[Pointing and labeling records]

***

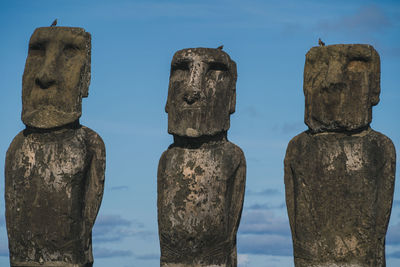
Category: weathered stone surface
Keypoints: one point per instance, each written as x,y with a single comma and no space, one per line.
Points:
202,92
339,175
54,172
201,177
341,84
56,76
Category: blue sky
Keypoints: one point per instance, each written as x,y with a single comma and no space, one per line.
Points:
132,46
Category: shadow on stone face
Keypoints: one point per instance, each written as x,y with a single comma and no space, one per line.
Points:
54,168
339,175
201,176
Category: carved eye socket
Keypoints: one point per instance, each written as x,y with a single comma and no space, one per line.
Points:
217,66
181,65
71,50
360,58
37,49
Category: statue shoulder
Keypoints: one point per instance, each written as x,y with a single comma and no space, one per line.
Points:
93,139
383,142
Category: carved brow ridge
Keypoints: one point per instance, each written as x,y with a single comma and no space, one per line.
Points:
212,63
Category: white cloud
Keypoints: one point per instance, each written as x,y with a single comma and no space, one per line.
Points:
243,260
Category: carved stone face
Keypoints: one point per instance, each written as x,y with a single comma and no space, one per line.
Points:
202,92
56,76
341,84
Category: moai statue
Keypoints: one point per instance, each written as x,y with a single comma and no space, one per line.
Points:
339,174
201,176
55,167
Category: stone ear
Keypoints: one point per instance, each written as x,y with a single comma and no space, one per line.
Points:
85,81
86,70
375,95
232,101
375,78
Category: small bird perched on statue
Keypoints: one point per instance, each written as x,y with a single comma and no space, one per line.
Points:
54,23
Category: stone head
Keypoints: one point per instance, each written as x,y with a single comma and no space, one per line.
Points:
56,76
202,92
341,84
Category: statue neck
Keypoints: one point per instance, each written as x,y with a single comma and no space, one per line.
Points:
201,141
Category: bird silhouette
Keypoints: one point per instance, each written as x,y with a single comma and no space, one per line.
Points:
54,23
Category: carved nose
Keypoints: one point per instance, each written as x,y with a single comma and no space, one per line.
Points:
191,97
44,80
334,74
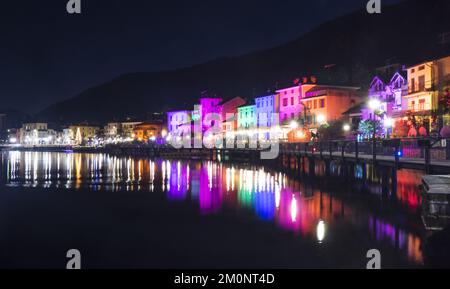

***

Short exercise - Put the records starting at the line containing "Category: small bird perched on statue" and ending at the last record into a two-column CSV with the columns "prompt" and "answer". Give one row per record, put each field in quotes, replace line breaks with spaces, and leave out the pictures.

Solved exercise -
prompt,answer
"Category: small bird perched on statue Keypoints: one point per instance, each written as x,y with a single comma and no space, one per line. Points:","54,23"
"Category: stone head Keypoints: one point per instance, each written as x,y with a single comma and no space, one per line. Points:","56,76 202,92 341,84"
"Category: statue neck Keypoints: one point per instance, each written as x,y with a single comma and no space, one per line. Points:","201,141"
"Category: bird silhouette Keypoints: one point per instance, each written as x,y with a single comma and no space, one per line. Points:","54,23"
"Category: carved nose Keypoints: one point per instance, each written as x,y with a single comma and no space, one per line. Points:","191,97 44,80 334,74"